Given passage ▸
____________________
Due to data limitations and especially the unavailability of direct pore-pressure measurements in the wells due to data confidentiality issues, pore-pressure has been modeled using the established Eaton 1975 method (Amjad et al. 2022). A careful selection of relevant variables from both datasets (well and seismic) is crucial for subsequent analysis. Establishing a well-to-seismic tie aligns specific horizons in well log data with seismic key reflections, enabling correlation. Particular zones have been interpreted on the seismic to understand subsurface geometries and specific seismic attributes and characteristics against these zones that would help to understand subsurface geology. The structural interpretation of the Kadanwari field showed a feasible host-graben structure regarding the trapping of hydrocarbons (Ali et al. 2023; Manzoor et al. 2023; Ahmed et al. 2022; Khan et al. 2024).

The missing low frequencies in the seismic data are utilized from well data and interpolated through interpreted horizons in the form low-frequency model (LFM) for the seismic inversion process. Likewise, for the high-resolution geological information, a variogram analysis of seismic data aids in understanding spatial continuity, which is incorporated into a stochastic inversion process to generate high-resolution acoustic properties in the form of a geological stochastic inversion model (GEOSI) (Khan et al. 2023; Durrani et al. 2022; Hussain et al. 2023a). These properties further refine/fine-tune the prediction of petrophysical and reservoir properties. ML specifically PNN algorithms were trained using well log data to learn the relationship between well log parameters and seismic attributes extracted after stochastic inversion. These trained algorithms were applied to seismic data to predict petrophysical, elastic, and pore-pressure properties. A comprehensive correlation analysis between predicted/modeled and actual well log data was performed to validate these predictions. Ultimately, the broad and novice workflow culminates in comprehensive predictions of subsurface characteristics, providing valuable insights for exploration and development.

Fig. 3
figure 3

The adopted methodology for facies analysis and pore pressure prediction is demonstrated by combining ML and high-resolution acoustic properties extracted through stochastic seismic inversion. The high-resolution acoustic properties are trained with the best ML algorithm at the well location using multiple input features such as log suits raw curves and petrophysical interpreted curves. Following successful training and testing, the performance is evaluated at the blind wells before populating the corresponding characteristics for the entire cube

A precise approach is stochastic seismic inversion employing 3D PSTM and well data to model high-frequency attributes (Fig. 4). Well log data is not only employed in petrophysics, but it also aids in the development of a low-frequency model that is integrated into stochastic seismic inversion (SSI). The variogram analysis captures the spatial variation of acoustic impedance. A prior model with a sampling interval for finer resolution greater than the acquired seismic sample interval of 2 ms. It is populated from LFM by injecting high frequencies generated after a high-resolution prior model for the respective property (acoustic impedance) via a variogram analysis. The prior model aided in the development of high-resolution seismic property volumes. These property volumes are then used in the PNN to establish a precise petro-elastic relationship. The PNN has been utilized to simulate this relationship across the volume that comprehensively models reservoir properties.
____________________
Supplied information ▸
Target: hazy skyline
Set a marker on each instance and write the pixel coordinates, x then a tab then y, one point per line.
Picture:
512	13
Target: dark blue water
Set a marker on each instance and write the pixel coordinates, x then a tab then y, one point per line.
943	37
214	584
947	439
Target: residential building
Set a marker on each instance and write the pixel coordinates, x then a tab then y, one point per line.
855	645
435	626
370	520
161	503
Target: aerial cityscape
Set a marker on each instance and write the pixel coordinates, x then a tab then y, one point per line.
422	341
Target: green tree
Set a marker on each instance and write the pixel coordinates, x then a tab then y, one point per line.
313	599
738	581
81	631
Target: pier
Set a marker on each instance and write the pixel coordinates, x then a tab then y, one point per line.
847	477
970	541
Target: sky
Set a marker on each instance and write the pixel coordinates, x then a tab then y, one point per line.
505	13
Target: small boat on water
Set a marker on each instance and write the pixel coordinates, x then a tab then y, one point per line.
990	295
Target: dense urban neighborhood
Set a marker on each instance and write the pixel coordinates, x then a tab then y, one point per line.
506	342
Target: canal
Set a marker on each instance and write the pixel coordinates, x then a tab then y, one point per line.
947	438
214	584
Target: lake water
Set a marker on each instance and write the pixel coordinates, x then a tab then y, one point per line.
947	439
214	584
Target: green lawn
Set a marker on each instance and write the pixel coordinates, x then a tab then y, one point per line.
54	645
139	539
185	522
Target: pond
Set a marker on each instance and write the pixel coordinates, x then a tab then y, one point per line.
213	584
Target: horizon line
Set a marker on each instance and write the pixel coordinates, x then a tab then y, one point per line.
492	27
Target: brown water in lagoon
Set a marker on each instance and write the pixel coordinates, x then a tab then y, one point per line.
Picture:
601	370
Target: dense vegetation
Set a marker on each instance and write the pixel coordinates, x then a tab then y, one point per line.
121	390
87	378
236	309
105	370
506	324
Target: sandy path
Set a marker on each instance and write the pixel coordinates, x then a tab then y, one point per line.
____________________
Direction ▸
In the seismic inversion passage, what method was used to model pore pressure? This data comes from a different source than the text.

Result of this task ▸
The Eaton 1975 method.